Can you copy out, word for word, the stretch of lines from the one containing "Return one point per instance of the mountain" through the end of the lines, leaving out everything before it?

> [Records]:
● ● ●

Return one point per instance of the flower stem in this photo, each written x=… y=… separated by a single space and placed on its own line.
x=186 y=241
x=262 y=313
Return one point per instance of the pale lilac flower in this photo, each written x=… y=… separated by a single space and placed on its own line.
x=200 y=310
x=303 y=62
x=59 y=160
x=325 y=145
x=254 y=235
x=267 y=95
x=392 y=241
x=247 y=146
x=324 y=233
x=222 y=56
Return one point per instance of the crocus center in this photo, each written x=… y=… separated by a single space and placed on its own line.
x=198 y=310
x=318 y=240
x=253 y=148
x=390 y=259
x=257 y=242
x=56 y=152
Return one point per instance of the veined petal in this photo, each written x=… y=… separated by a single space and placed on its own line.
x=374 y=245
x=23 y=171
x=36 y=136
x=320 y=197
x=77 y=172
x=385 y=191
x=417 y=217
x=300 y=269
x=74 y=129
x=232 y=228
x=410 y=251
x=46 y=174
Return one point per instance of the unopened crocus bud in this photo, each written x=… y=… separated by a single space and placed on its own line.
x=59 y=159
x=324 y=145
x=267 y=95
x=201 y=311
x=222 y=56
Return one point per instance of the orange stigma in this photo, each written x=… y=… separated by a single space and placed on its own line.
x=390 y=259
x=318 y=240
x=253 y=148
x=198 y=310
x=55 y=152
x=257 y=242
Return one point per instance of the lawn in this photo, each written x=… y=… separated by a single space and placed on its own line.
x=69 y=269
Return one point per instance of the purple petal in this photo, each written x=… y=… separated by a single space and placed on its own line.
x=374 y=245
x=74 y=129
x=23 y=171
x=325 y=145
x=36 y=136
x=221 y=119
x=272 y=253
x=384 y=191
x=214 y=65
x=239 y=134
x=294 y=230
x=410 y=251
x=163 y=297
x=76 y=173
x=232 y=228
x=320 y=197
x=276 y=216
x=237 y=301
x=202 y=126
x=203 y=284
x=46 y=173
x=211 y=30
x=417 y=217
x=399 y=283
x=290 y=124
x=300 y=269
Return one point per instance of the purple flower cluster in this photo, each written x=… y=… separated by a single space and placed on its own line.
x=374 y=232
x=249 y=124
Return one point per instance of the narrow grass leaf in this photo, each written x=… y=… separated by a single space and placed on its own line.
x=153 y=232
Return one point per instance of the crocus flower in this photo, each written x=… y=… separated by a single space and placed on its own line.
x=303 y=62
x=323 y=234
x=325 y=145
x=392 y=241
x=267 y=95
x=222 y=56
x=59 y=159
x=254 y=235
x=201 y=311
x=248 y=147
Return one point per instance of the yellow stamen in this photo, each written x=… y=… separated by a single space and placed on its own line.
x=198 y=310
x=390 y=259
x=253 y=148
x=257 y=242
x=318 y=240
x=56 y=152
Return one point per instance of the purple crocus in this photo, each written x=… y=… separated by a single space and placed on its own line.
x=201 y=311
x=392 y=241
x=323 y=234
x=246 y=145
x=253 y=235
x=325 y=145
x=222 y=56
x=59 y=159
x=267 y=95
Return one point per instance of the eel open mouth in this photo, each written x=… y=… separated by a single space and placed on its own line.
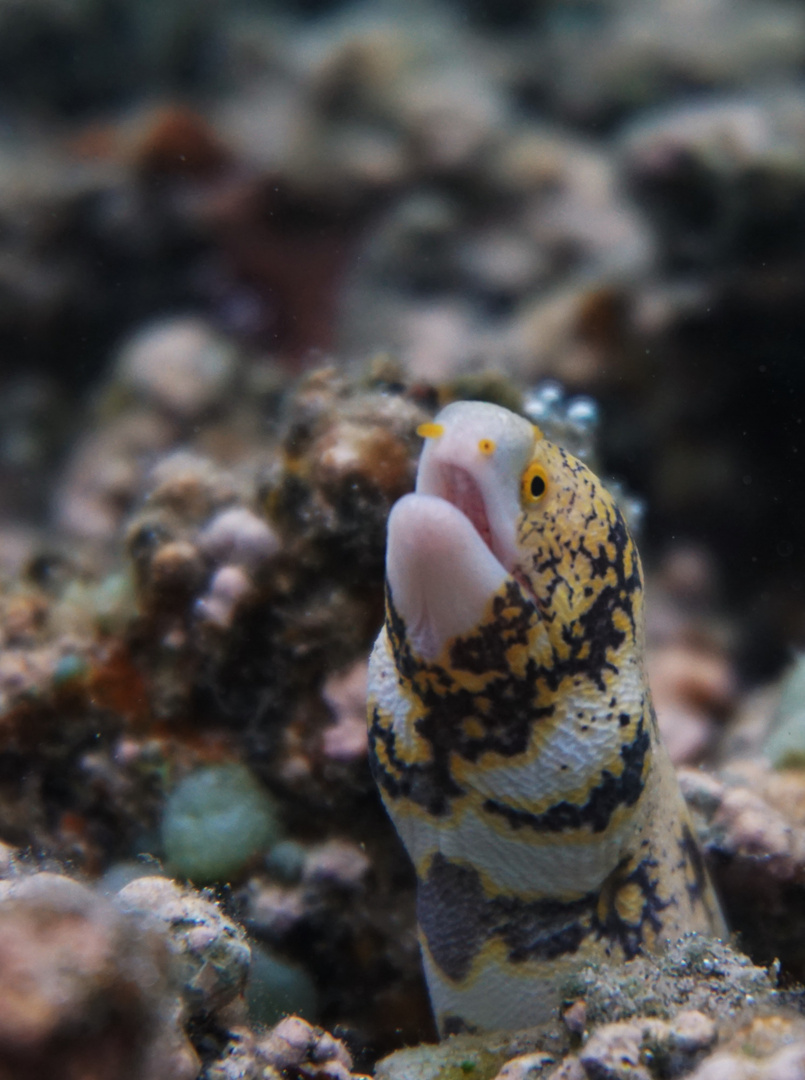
x=453 y=543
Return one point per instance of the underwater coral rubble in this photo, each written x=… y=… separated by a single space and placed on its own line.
x=700 y=1011
x=139 y=985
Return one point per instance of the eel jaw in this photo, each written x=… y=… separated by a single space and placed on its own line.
x=453 y=543
x=440 y=571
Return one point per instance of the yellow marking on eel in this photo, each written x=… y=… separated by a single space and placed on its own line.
x=511 y=728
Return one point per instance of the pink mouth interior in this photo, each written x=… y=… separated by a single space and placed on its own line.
x=460 y=489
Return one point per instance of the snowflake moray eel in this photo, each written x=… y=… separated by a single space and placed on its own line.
x=511 y=729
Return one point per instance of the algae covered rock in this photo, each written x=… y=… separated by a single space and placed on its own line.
x=785 y=744
x=213 y=950
x=215 y=821
x=651 y=1017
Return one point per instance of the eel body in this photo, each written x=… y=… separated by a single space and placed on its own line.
x=511 y=728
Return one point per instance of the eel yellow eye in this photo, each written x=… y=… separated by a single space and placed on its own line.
x=535 y=484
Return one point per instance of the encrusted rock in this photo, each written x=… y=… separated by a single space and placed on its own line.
x=85 y=989
x=213 y=948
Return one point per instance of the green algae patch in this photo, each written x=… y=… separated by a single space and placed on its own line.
x=277 y=989
x=471 y=1056
x=215 y=821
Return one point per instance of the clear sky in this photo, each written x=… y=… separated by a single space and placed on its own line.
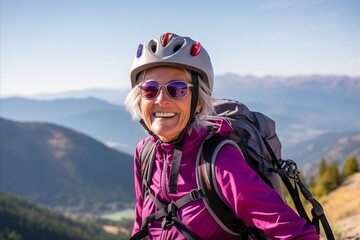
x=58 y=45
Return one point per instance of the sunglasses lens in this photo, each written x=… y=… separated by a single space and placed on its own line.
x=149 y=90
x=177 y=89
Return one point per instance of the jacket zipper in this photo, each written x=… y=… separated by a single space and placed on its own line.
x=164 y=180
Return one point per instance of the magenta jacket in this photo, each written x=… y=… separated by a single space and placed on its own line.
x=242 y=189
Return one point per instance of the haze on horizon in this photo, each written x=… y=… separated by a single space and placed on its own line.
x=56 y=46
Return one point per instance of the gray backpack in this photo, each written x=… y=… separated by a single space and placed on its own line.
x=254 y=133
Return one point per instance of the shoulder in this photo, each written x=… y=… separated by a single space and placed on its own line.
x=141 y=144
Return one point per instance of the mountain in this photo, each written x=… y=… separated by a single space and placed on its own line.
x=62 y=168
x=333 y=146
x=303 y=107
x=21 y=219
x=108 y=123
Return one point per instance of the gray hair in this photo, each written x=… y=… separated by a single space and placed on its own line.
x=132 y=102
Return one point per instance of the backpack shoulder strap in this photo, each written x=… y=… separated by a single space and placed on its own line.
x=206 y=181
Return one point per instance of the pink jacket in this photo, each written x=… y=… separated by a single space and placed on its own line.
x=242 y=189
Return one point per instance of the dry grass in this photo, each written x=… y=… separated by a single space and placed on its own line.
x=342 y=208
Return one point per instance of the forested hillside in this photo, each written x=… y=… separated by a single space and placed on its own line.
x=62 y=168
x=22 y=220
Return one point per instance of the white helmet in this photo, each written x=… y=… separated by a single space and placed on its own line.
x=172 y=50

● ● ●

> [Written response]:
Return one point per instance of the mountain in this photo, each written x=… y=… separated by a single space and placed on its own line.
x=62 y=168
x=333 y=146
x=303 y=107
x=21 y=219
x=108 y=123
Return one point per instance of the gray hair in this photo, each written x=… y=… separated by a single space and placed on its own line.
x=132 y=102
Return one point per instance of the backpack shoulder strap in this photo, each written x=… y=… separated by a single space and placed on its own line.
x=206 y=181
Return one point per instance of the pink jacket in this photo, each written x=… y=… separated by a single space and placed on its own line.
x=242 y=189
Return one point per instance of the dry grass in this photo, each written x=… y=… separated by a single space and placed on its own line.
x=342 y=208
Return one point per instance of the forested hillside in this photo, each written x=… y=… separated by a single space and placed on its own line.
x=62 y=168
x=22 y=220
Return one point per instance of the white helmet in this photo, each written x=… y=… separated by a single space and placed on its own line.
x=172 y=50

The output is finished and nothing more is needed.